▶ Texte fourni
La clarification du cidre, lorsqu’il est fort, s’effectue au moyen d’un mélange de sable et de craie ; s’il est faible, on doit avoir recours à l’addition, comme nous l’avons dit plus haut, d’un principe sucré qui, en provoquant, par sa présence, un nouveau mouvement de fermentation, opère la clarification spontanée.

Le cidre se conserve d’autant mieux qu’il a été soutiré plus souvent, car il perd ses qualités en restant sur la lie. On doit le placer dans des caves ou celliers dont la température soit toujours au-dessus de zéro ; sans cette précaution, il se congèlerait et serait perdu pour la consommation. Les limites de conservation des cidres sont déterminées par leur nature ; c’est ainsi que le cidre de Picardie se conserve de trois à quatre ans au plus, tandis que celui des environs de Caen, qu’on appelle vulgairement gros cidre, n’est, pour ainsi dire, potable qu’après ce laps de temps.

▶ Petit exercice 1
Extrayez du texte sur le cidre le passage qui commence aux mots « Le cidre se » et s'arrête après « laps de temps. ».
▶ Petit exercice 2
Rédigez la suite du texte sur le cidre, en reprenant après sa dernière phrase.
Ces entrées n'ont aucun rapport avec le texte sur le cidre.

▶ Lignes de données

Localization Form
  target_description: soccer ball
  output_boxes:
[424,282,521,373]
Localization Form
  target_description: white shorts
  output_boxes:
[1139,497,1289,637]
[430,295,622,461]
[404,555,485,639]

▶ Résultat final 1
Le cidre se conserve d’autant mieux qu’il a été soutiré plus souvent, car il perd ses qualités en restant sur la lie. On doit le placer dans des caves ou celliers dont la température soit toujours au-dessus de zéro ; sans cette précaution, il se congèlerait et serait perdu pour la consommation. Les limites de conservation des cidres sont déterminées par leur nature ; c’est ainsi que le cidre de Picardie se conserve de trois à quatre ans au plus, tandis que celui des environs de Caen, qu’on appelle vulgairement gros cidre, n’est, pour ainsi dire, potable qu’après ce laps de temps.

▶ Résultat final 2
La densité du moût ou suc de pommes varie suivant l’espèce. La pesanteur spécifique de l’eau étant 1,000, celle du jus de pomme-reinette verte égale 1084, celle de la reinette d’Angleterre 1080, de la reinette rouge 1072, de la reinette musquée 1069, du fenouillet rayé 1064, de la pomme-orange 1063, de la reinette de Caux 1060. On comprend, attendu, en outre, la variété de composition et de fabrication, la nature du sol et du climat, de la saison même, combien il est difficile de donner une analyse du cidre. Cependant, si les principes varient pour ainsi dire à l’infini, quant aux proportions, ils sont assez généralement les mêmes ; c’est ainsi que les cidres sont pour la plupart composés de sucre, d’alcool, de mucilage ou matière gommeuse, de principe extractif amer, de matière colorante, de gluten, d’acide malique, de gaz acide carbonique et d’acide acétique, mais la présence de ce dernier est un indice d’altération.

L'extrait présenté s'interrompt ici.